-- Start of EXCERPT --

It's an identity crisis that finds its way into the writer and comedian's first foray into film-making. The Infidel, starring the Iranian comedian Omid Djalili, released this week, is about a Muslim Everyman who discovers – to his horror – that he's actually Jewish.

"I was beaten up twice in the 1970s and then bullied at school separately by people who thought I was Pakistani," he says. "I was beaten up once in Pimlico by people shouting Sieg heil! – that was for being Jewish – and once in Wembley by a bloke who called me a Paki over and over again. I thought about saying I'm Jewish, but it wouldn't have helped – he was a racist. When I was first on TV, people used to come up to me in the street, Indians or Pakistanis, and say: 'You're the best Indian comedian I've ever seen.' It's because I'm dark-skinned and I've got a slightly weird name and not that many people really know about Jews. I had this unconscious awareness of my own ethnic ambiguity my whole life and then, when I saw Omid, I thought, 'Hang on, what is he? Is he a Muslim or a Jew?' It turns out he's Baha'i."

This was what inspired him to write The Infidel which takes an intelligent swipe at the idiocies of fundamentalism and pokes fun at religion and race in a way that is refreshing and long overdue. Baddiel likens Djalili's character to Homer Simpson – "a family man who's a bit of a klutz".

There are only two white characters in the film: Richard Schiff, best know for his role in The West Wing – plays a dour cab driver who gives Djalili lessons in Jewishness, and Miranda Hart who cameos as an officious social services tigress.

"I thought this subject – religion and comedy and race and culture – is something that's been left alone a bit," Baddiel says. "Not just because we're worried about being shot, but more importantly because, since Jim Davidson stopped being on our screens, people have assumed that making jokes about religion or race must mean you're a racist. Political correctness to some extent strangled people's ability to make jokes about ethnicity, and I think that's wrong. There's been a long Jewish tradition of doing that and, actually, now there is a Muslim tradition of doing that."

-- End of EXCERPT --
-- Start of SUPPLIED INFORMATION --

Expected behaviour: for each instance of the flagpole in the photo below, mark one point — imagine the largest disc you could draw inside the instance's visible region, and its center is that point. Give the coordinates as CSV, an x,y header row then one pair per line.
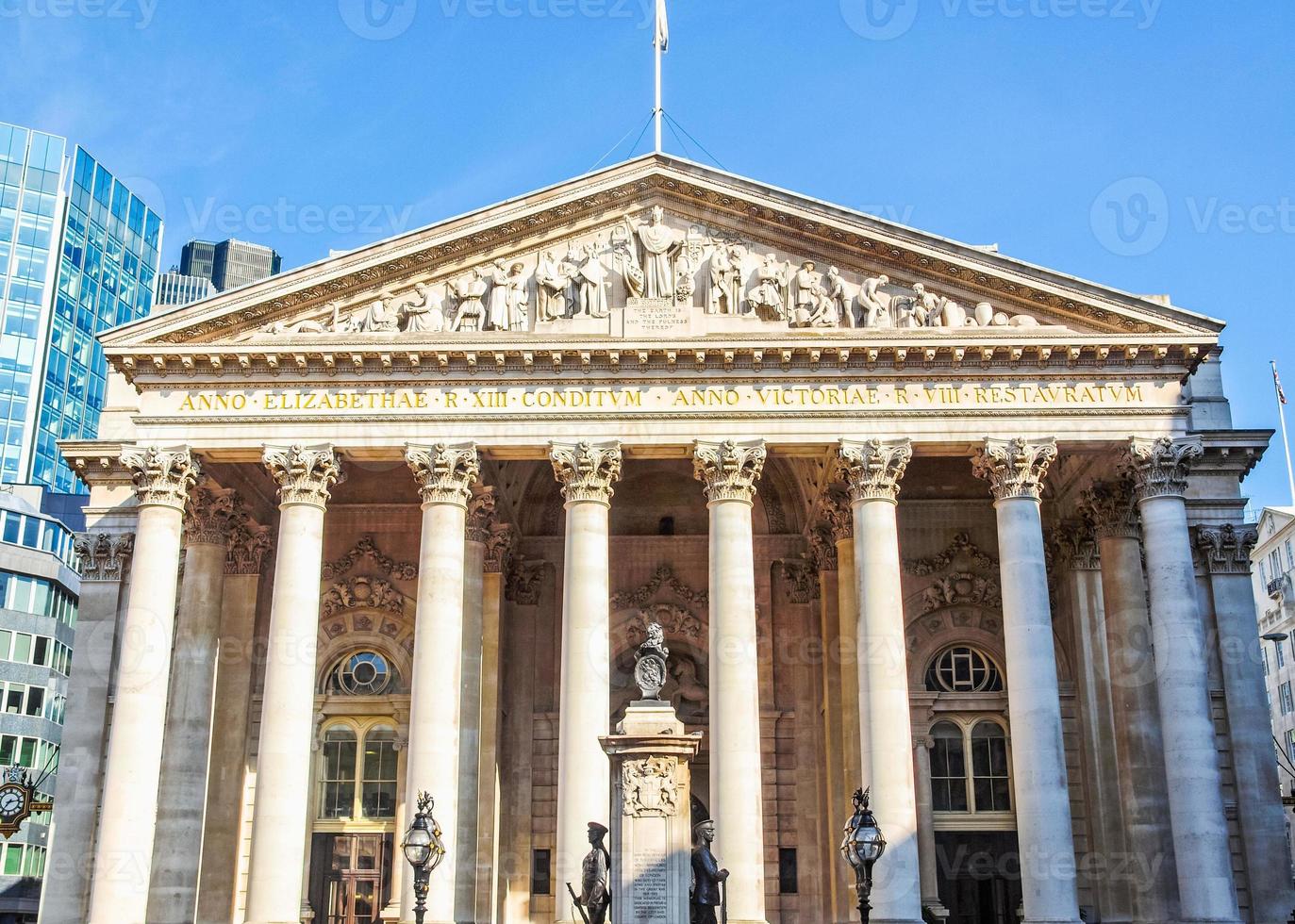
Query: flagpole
x,y
1281,414
656,45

-- End of SUPPLIED INFORMATION --

## TASKS
[a] In the excerpt on The Infidel, who plays the cab driver who gives Djalili lessons in Jewishness?
[b] In the excerpt on The Infidel, rewrite everything from "This was what" down to "social services tigress.", changing "cab driver" to "taxi driver".

## TASK-BY-TASK ANSWERS
[a] Richard Schiff

[b]
This was what inspired him to write The Infidel which takes an intelligent swipe at the idiocies of fundamentalism and pokes fun at religion and race in a way that is refreshing and long overdue. Baddiel likens Djalili's character to Homer Simpson – "a family man who's a bit of a klutz".

There are only two white characters in the film: Richard Schiff, best know for his role in The West Wing – plays a dour taxi driver who gives Djalili lessons in Jewishness, and Miranda Hart who cameos as an officious social services tigress.